**Фрагмент текста:**
::::

Убийство евреев, совершенное в Едвабне, ошеломляет нас, вызывает ощущение беспомощности. И чтобы хоть в какой-то мере осознать это событие, мы обращаемся к картине прошлого, уже нам известной и потому осмысленной. И задаем себе вопрос — неужели массовые убийства в Едвабне и Радзилове не были (к тому же) своеобразным анахронизмом, принадлежащим другой эпохе? Словно летом 41-го крестьянская чернь сошла на землю со страниц сенкевичевской трилогии.

Разумеется, нужен был злой дух, чтобы разбудить и заставить действовать это дремлющее в людях чудовище. Но со времен Хмельницкого — которые в еврейской мифологизированной памяти закодированы словом «Курбан», порождающим тревогу прообразом катастрофы Шоах, — в польской деревне не только всегда жила, но время от времени обнаруживала себя вспышками насилия готовность уничтожить то, что чуждо, и в первую очередь евреев. «Резня и набег» — ведь этот образ действий время от времени повторяется и в XIX, и в XX веках[132].

::::

**Выдержки из списка:**
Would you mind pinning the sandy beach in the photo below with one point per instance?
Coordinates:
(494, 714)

::::

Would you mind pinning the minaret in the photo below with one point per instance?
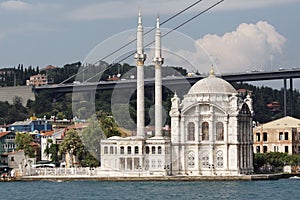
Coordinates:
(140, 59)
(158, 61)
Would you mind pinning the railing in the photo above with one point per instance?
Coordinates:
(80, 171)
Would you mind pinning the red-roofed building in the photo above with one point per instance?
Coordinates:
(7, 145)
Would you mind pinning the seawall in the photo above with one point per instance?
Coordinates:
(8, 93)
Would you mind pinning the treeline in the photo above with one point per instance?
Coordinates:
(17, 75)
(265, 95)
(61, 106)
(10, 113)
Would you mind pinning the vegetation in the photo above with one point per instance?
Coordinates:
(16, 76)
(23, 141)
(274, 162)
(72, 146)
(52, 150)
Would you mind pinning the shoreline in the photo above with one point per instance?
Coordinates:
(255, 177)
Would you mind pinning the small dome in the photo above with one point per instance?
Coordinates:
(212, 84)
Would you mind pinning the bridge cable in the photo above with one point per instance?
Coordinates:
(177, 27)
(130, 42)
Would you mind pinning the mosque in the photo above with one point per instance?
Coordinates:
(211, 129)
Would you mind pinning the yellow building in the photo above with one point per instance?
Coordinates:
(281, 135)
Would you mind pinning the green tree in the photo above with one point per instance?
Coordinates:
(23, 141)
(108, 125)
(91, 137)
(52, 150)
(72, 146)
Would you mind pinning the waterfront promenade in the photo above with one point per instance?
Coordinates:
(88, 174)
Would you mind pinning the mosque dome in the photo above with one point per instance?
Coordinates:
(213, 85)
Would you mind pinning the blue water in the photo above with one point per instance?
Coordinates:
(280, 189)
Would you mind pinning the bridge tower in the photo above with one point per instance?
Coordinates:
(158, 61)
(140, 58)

::::

**Что нужно сделать:**
- A) Изложите фрагмент о Едвабне в двух предложениях.
- B) Продолжите, пожалуйста, фрагмент о Едвабне, начиная сразу после его последнего предложения.
Список никак не связан с фрагментом о Едвабне.

**Ответы:**
- A) Убийство евреев в Едвабне ошеломляет и вызывает ощущение беспомощности, поэтому, чтобы его осмыслить, обращаются к уже известной картине прошлого и спрашивают, не было ли оно анахронизмом другой эпохи, будто летом 41-го крестьянская чернь сошла со страниц трилогии Сенкевича. Со времен Хмельницкого в польской деревне жила и временами прорывалась вспышками насилия готовность уничтожить чуждое, прежде всего евреев, а образ действий «резня и набег» повторялся и в XIX, и в XX веках.

- B)
В основе, как я полагаю, всегда было мнение, что евреи употребляют кровь христианских детей при приготовлении мацы, которое столетия продержалось неизменным, и не только в так называемой «глухой провинции». В конце концов, слухи о ритуальном убийстве мгновенно собирали толпы горожан в Польше для антиеврейских акций и после Второй мировой войны — именно этот механизм стимулировал погромы в Кракове (1945) или в Кельцах (1946). И ничто так не приводило в ужас деятелей Еврейских комитетов или жильцов домов, где после войны поселились оставшиеся в живых евреи, как визит живущего по соседству озабоченного родителя, христианина, разыскивающего своего потерявшегося отпрыска[133].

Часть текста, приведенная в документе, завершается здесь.